**PROBLEM TO WORK ON:** In the lines starting at the one containing "of the cumulus" and ending at the one containing "M617 198L639 219L652", change "cumulus cloud" to "rain cloud" and reproduce those lines with nothing else altered.

Picture region annotation data:
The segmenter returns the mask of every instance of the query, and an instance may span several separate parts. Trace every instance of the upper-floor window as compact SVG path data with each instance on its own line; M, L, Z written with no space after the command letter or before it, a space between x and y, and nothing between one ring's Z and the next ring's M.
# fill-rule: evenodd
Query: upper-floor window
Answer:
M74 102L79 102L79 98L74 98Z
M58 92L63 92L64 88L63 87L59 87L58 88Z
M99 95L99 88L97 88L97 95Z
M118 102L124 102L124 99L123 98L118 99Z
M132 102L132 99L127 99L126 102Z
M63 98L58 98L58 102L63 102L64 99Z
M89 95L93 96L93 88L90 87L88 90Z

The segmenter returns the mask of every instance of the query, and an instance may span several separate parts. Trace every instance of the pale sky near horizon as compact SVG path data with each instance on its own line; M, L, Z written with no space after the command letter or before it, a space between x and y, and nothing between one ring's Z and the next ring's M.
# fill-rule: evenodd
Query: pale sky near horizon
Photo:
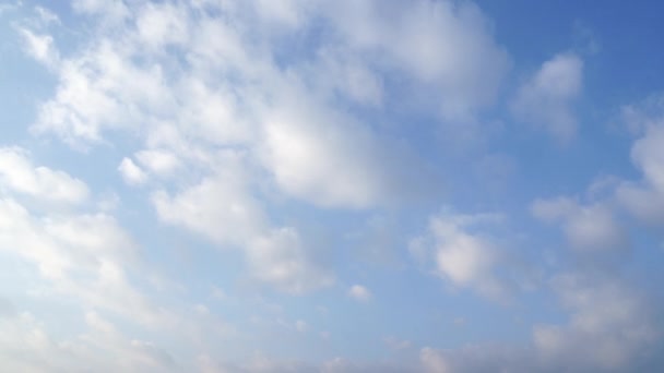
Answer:
M0 0L0 371L664 371L662 14Z

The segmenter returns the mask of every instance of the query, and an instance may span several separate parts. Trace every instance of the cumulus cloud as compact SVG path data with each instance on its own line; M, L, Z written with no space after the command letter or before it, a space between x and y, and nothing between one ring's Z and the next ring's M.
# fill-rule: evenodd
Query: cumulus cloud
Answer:
M361 285L353 285L348 289L348 296L360 302L368 302L372 298L371 291Z
M617 198L639 219L652 225L664 221L664 121L662 117L648 125L644 135L635 142L631 158L643 173L641 182L624 182Z
M581 58L573 53L557 55L522 84L512 101L512 113L558 141L569 141L577 132L573 104L582 86Z
M289 293L330 286L334 277L309 257L298 232L280 228L254 239L247 248L249 270L260 281Z
M627 230L606 203L583 206L567 197L537 200L531 212L545 221L560 222L567 241L579 253L606 254L629 249Z
M435 86L429 93L447 119L469 119L490 105L509 69L507 52L473 3L337 1L329 7L351 48L378 57L374 65Z
M147 181L147 175L131 158L122 158L118 171L128 184L139 185Z
M493 297L506 296L507 282L496 276L495 267L505 264L499 244L477 226L496 221L491 215L435 216L428 232L411 243L411 252L435 273L456 287L469 287Z
M67 172L34 166L28 152L20 147L0 148L0 190L63 204L79 204L90 194L83 181Z

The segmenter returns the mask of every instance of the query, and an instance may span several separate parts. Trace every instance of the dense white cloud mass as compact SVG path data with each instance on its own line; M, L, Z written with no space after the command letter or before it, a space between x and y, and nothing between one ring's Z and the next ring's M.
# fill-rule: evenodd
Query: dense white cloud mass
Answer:
M560 197L537 200L531 209L540 219L562 221L569 244L579 252L608 253L629 249L626 229L606 204L581 206L576 201Z
M495 274L505 261L499 245L483 227L500 220L495 215L447 215L432 217L428 234L416 238L411 251L431 261L437 275L458 287L470 287L484 296L502 298L507 282ZM505 264L505 263L502 263Z
M81 203L90 193L83 181L66 172L33 166L20 147L0 148L0 179L1 189L52 203Z
M357 299L361 302L367 302L371 300L371 291L361 285L353 285L351 289L348 289L348 296Z
M573 105L582 87L583 60L573 53L557 55L523 83L512 101L512 112L520 121L569 141L577 133Z
M643 172L643 181L622 183L617 197L640 219L660 225L664 221L664 120L661 115L648 120L644 135L631 149L632 161ZM642 121L632 122L635 127L642 124Z
M490 15L0 5L0 371L661 370L664 98Z

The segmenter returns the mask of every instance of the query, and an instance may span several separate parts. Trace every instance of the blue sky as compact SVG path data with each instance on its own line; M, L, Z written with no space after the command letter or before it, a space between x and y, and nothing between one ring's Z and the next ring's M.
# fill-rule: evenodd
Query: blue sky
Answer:
M663 370L663 7L3 2L0 370Z

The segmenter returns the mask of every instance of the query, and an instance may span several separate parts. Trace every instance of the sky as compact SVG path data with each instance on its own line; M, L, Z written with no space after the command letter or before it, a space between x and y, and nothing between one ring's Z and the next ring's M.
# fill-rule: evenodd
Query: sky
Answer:
M3 0L0 371L664 371L663 12Z

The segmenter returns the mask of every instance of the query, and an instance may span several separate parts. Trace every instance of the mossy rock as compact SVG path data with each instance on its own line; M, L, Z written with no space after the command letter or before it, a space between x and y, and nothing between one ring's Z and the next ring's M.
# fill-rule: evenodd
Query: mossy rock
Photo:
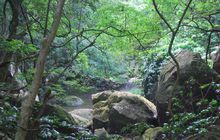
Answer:
M162 132L162 127L149 128L142 135L142 140L160 140Z
M77 121L59 105L47 105L43 115L56 116L61 120L77 124Z

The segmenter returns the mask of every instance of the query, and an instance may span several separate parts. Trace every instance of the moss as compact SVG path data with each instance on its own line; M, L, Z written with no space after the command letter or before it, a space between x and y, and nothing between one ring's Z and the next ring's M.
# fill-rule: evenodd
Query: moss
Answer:
M57 118L66 120L69 123L77 124L77 121L59 105L47 105L44 115L56 116Z

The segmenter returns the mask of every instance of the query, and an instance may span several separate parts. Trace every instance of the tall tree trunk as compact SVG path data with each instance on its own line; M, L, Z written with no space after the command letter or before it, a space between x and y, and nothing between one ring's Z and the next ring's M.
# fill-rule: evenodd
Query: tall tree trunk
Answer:
M33 105L35 103L36 95L39 92L39 88L41 86L44 65L46 62L46 57L50 49L50 45L53 42L57 29L60 24L61 14L63 10L65 0L59 0L56 8L56 13L54 17L54 21L52 24L50 34L42 41L41 50L38 56L34 80L31 85L30 93L26 97L26 99L22 102L21 106L21 114L18 123L17 133L15 135L15 140L25 140L27 131L28 131L28 121L32 114Z
M19 15L20 15L20 0L7 0L5 1L5 6L7 6L7 2L10 5L11 11L12 11L12 19L10 21L9 25L9 35L7 40L12 40L17 38L17 27L19 25ZM0 54L3 55L3 57L0 60L1 64L4 64L5 62L8 62L12 58L11 52L4 52L4 50L0 50ZM9 63L3 65L0 67L0 82L5 82L7 78L8 73L8 67Z

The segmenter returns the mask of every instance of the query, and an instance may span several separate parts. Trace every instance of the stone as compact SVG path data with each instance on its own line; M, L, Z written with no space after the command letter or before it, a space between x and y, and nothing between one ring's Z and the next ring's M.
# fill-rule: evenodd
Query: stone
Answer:
M92 101L93 129L104 127L109 133L119 133L128 124L156 122L156 106L140 95L103 91L92 95Z
M75 109L69 112L78 124L89 126L92 122L92 109Z
M84 101L77 96L71 95L63 99L55 99L55 98L51 99L49 103L58 104L58 105L65 106L65 107L77 107L77 106L82 105Z
M142 140L160 140L160 135L162 133L162 127L149 128L142 135Z
M56 116L57 118L68 121L69 123L77 124L77 121L71 116L71 114L66 112L64 108L59 105L47 105L43 113L43 116L46 115Z
M94 134L97 137L97 140L107 140L109 139L109 134L105 128L95 129Z
M220 46L218 47L219 50L214 52L211 55L211 59L213 61L213 69L220 74Z
M169 119L169 116L166 115L168 111L168 102L170 102L172 97L178 95L178 93L182 91L180 90L181 88L185 90L187 81L194 79L199 84L197 86L193 86L193 89L190 89L193 90L193 98L200 98L202 96L200 89L201 85L208 84L213 81L220 81L218 74L202 60L200 54L193 53L189 50L182 50L175 57L180 66L179 83L176 90L173 91L177 78L177 70L174 62L170 60L163 67L160 73L156 92L153 97L158 109L158 119L160 124L163 124ZM185 92L190 92L190 90L185 90ZM208 94L206 97L216 98L215 96L217 95L212 93ZM185 97L184 100L188 101L189 99ZM191 109L189 106L191 105L186 105L187 111L192 111L189 110Z

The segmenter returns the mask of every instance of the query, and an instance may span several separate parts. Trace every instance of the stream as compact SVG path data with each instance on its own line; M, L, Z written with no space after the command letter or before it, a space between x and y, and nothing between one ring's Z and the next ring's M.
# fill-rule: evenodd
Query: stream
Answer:
M130 91L132 89L137 88L138 86L129 80L123 87L119 89L119 91ZM71 115L77 115L79 117L92 120L92 94L83 93L73 95L81 98L84 101L84 103L76 107L64 107L64 109Z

**EXPECTED ANSWER:**
The segmenter returns the mask of every instance of the query, and an instance may span several separate parts. Trace every instance of the rain cloud as compact SVG path data with each instance on its own line; M, L, Z written with no space after the command letter or before it, a space between x and y, and nothing between one ring's Z and the next ring's M.
# fill-rule: evenodd
Query: rain cloud
Answer:
M361 285L353 285L348 289L348 296L360 302L368 302L372 298L371 291Z
M617 198L639 219L652 225L664 221L664 121L662 117L648 125L644 135L635 142L631 158L643 173L641 182L624 182Z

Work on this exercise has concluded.